Reproduce every one of the records below verbatim, with no alterations of any kind.

begin Supplied material

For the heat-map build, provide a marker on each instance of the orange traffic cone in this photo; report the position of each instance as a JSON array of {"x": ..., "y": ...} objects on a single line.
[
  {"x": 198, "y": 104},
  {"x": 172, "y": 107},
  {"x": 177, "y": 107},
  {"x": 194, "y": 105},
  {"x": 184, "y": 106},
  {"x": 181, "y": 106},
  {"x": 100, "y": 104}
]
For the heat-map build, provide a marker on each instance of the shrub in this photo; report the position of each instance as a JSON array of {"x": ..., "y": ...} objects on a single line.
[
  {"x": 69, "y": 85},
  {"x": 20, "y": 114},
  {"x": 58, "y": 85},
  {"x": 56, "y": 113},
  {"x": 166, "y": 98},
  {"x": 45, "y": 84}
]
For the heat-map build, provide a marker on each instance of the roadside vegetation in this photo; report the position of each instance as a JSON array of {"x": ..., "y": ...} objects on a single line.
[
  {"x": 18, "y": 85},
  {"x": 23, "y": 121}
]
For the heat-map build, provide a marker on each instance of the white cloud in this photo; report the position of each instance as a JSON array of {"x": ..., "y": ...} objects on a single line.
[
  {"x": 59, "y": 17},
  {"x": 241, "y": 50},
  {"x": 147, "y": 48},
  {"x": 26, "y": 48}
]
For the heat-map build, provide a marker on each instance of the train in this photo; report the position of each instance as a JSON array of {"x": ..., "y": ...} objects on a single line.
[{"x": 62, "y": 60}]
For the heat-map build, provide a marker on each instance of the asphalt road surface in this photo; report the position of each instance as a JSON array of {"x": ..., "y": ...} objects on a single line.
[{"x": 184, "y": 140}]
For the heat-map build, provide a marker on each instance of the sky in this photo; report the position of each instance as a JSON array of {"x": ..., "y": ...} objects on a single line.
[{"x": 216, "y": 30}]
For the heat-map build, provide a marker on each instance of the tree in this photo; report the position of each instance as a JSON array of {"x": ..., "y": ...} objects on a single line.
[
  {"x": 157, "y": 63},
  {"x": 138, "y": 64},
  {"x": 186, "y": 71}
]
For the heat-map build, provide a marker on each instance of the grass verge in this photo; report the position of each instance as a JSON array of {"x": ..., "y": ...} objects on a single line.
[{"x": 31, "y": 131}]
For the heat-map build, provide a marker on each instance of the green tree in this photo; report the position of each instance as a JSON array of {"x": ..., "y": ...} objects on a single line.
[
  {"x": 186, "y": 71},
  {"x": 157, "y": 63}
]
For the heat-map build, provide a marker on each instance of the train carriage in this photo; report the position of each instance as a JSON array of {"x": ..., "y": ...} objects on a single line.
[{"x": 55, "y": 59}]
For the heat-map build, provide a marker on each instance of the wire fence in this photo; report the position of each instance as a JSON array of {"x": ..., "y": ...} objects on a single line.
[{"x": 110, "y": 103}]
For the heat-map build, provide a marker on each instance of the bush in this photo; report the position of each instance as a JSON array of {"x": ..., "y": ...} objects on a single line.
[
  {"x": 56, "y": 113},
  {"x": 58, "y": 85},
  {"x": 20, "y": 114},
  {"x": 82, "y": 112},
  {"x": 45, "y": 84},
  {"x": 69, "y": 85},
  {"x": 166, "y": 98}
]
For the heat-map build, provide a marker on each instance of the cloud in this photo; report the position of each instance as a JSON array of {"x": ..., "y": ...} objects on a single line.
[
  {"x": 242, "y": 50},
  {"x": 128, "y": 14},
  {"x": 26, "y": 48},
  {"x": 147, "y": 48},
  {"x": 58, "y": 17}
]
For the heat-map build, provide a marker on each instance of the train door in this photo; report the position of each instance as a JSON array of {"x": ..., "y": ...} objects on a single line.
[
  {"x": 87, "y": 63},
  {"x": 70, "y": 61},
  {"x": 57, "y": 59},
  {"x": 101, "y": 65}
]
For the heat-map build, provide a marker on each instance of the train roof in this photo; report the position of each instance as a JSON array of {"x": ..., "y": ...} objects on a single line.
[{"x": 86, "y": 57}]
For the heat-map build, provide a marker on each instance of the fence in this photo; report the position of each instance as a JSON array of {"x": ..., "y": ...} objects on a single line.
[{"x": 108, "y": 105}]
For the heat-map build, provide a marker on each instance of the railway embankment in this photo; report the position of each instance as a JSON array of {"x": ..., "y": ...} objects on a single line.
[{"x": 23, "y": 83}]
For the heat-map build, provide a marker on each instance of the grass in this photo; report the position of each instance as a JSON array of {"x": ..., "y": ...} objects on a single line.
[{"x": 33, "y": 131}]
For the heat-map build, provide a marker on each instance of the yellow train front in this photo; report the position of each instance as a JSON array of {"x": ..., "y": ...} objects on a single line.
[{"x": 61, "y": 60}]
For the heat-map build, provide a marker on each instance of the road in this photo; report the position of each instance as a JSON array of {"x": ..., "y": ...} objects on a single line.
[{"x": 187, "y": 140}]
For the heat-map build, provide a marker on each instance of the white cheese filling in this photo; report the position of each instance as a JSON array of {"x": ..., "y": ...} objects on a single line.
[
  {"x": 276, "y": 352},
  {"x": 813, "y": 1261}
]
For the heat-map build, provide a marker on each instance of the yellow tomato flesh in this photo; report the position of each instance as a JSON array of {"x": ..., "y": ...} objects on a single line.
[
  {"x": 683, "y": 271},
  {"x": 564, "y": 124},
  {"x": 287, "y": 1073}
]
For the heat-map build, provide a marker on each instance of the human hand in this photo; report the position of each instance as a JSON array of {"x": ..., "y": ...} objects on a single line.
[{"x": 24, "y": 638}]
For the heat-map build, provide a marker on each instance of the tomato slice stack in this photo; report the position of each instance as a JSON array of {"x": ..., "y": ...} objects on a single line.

end Supplied material

## Worked solution
For the heat-map build, provide a marker on each instance of the orange traffic cone in this photo; report the position of each instance as a JSON array of {"x": ..., "y": ...} objects on a single line.
[
  {"x": 198, "y": 104},
  {"x": 172, "y": 107},
  {"x": 177, "y": 107},
  {"x": 194, "y": 105},
  {"x": 184, "y": 106},
  {"x": 181, "y": 106},
  {"x": 100, "y": 104}
]
For the heat-map build, provide a marker on each instance of the shrub in this photo; report the position of each instance as a JSON array of {"x": ..., "y": ...} objects on a single line.
[
  {"x": 69, "y": 85},
  {"x": 20, "y": 114},
  {"x": 58, "y": 85},
  {"x": 56, "y": 113},
  {"x": 166, "y": 98},
  {"x": 45, "y": 84}
]
For the heat-map build, provide a marker on each instance of the roadside vegetation in this photo; report the position of each instance as a JSON array of {"x": ..., "y": ...} objects on a single line.
[
  {"x": 18, "y": 85},
  {"x": 23, "y": 121}
]
For the heat-map build, provide a marker on each instance of the white cloud in this photo; report the position of each instance as a JSON array of {"x": ..., "y": ...} objects on a single line.
[
  {"x": 59, "y": 17},
  {"x": 241, "y": 50},
  {"x": 147, "y": 48},
  {"x": 26, "y": 48}
]
For the heat-map build, provide a marker on each instance of the train in this photo; report the position of each instance as a JSON array of {"x": ..., "y": ...} objects on a single line.
[{"x": 62, "y": 60}]
For the heat-map build, provide a marker on each instance of the asphalt road surface in this photo; report the position of each instance as a JSON array of {"x": ..., "y": ...} objects on a single line.
[{"x": 184, "y": 140}]
For the heat-map build, provide a marker on each instance of the sky in this photo; report the position of each instance as a JSON array of {"x": ..., "y": ...} objects on a single line.
[{"x": 216, "y": 30}]
For the heat-map build, provide a marker on each instance of the tree in this photo; report the position of each instance as a JSON array of {"x": ..., "y": ...} objects on a single line.
[
  {"x": 157, "y": 63},
  {"x": 138, "y": 64},
  {"x": 186, "y": 71}
]
For the heat-map build, provide a marker on each instance of the grass verge in this photo; report the position of each instance as a JSON array of {"x": ..., "y": ...} objects on a single line.
[{"x": 31, "y": 131}]
For the heat-map build, provide a marker on each instance of the green tree in this photo; report the position of each instance as a JSON array of {"x": ..., "y": ...} objects on a single line.
[
  {"x": 186, "y": 71},
  {"x": 157, "y": 63}
]
For the heat-map build, provide a marker on each instance of the train carriage in this photo; report the position of each instance as a JSON array of {"x": ..., "y": ...} objects on a single line.
[{"x": 55, "y": 59}]
For the heat-map build, provide a marker on each instance of the wire fence in this photo; report the position of each instance as a JSON array of {"x": ..., "y": ...} objects on a single line.
[{"x": 110, "y": 103}]
For the heat-map build, provide a marker on each instance of the bush in this photo; report the position of each instance as a JSON array of {"x": ..., "y": ...} objects on a single line.
[
  {"x": 56, "y": 113},
  {"x": 58, "y": 85},
  {"x": 20, "y": 114},
  {"x": 82, "y": 112},
  {"x": 45, "y": 84},
  {"x": 69, "y": 85},
  {"x": 166, "y": 98}
]
For the heat-map build, provide a marker on each instance of the cloud in this photo; report the position of each instance as a JSON array of {"x": ..., "y": ...} objects on a single line.
[
  {"x": 242, "y": 50},
  {"x": 128, "y": 14},
  {"x": 26, "y": 48},
  {"x": 147, "y": 48},
  {"x": 58, "y": 17}
]
For the heat-map build, provide a marker on each instance of the train door in this photo; report the position of each instance as a JSON array of {"x": ..., "y": ...} objects on a single line.
[
  {"x": 87, "y": 63},
  {"x": 70, "y": 61},
  {"x": 57, "y": 59},
  {"x": 101, "y": 65}
]
For the heat-map build, provide a marker on each instance of the train roof in this photo; report the position of each instance as a JSON array of {"x": ..., "y": ...} objects on a single line.
[{"x": 86, "y": 57}]
For the heat-map build, provide a marker on each instance of the fence in this photo; report the position of each instance as a JSON array of {"x": ..., "y": ...} objects on a single line.
[{"x": 108, "y": 105}]
For the heat-map build, provide a marker on each instance of the railway embankment in this photo; report the position of each instance as a JSON array of {"x": ..., "y": ...} objects on a single line.
[{"x": 23, "y": 83}]
For the heat-map build, provide a marker on each instance of the grass in this photo; report the position of each instance as a JSON array of {"x": ..., "y": ...} objects on a single line.
[{"x": 33, "y": 131}]
For the heat-map build, provide a marker on each instance of the yellow train front in this photo; report the position of each instance as a JSON array of {"x": ..., "y": ...} objects on a single line.
[{"x": 61, "y": 60}]
For the heat-map build, provide a marker on each instance of the road in this photo; report the position of each instance as a JSON array of {"x": ..., "y": ...} objects on a single line.
[{"x": 187, "y": 140}]
For the heat-map build, provide a marker on each instance of the white cheese filling in this photo; report the position of each instance as a JSON array of {"x": ..., "y": ...} objects on a single line.
[
  {"x": 276, "y": 352},
  {"x": 813, "y": 1261}
]
For the heat-map build, provide a marker on each instance of the yellow tomato flesh in this photo; report the position of each instance as a JSON array of {"x": ..., "y": ...} objects on a single line.
[
  {"x": 683, "y": 271},
  {"x": 564, "y": 124},
  {"x": 287, "y": 1073}
]
For the heat-map build, provide a marker on each instance of the human hand in this photo; report the position of each instance as a JSON array of {"x": ..., "y": ...} objects on a single line.
[{"x": 24, "y": 638}]
For the heat-map build, provide a marker on each instance of the tomato slice stack in this photo; report the position of each instance as a JSON array of {"x": ..., "y": ...} objects on a single line.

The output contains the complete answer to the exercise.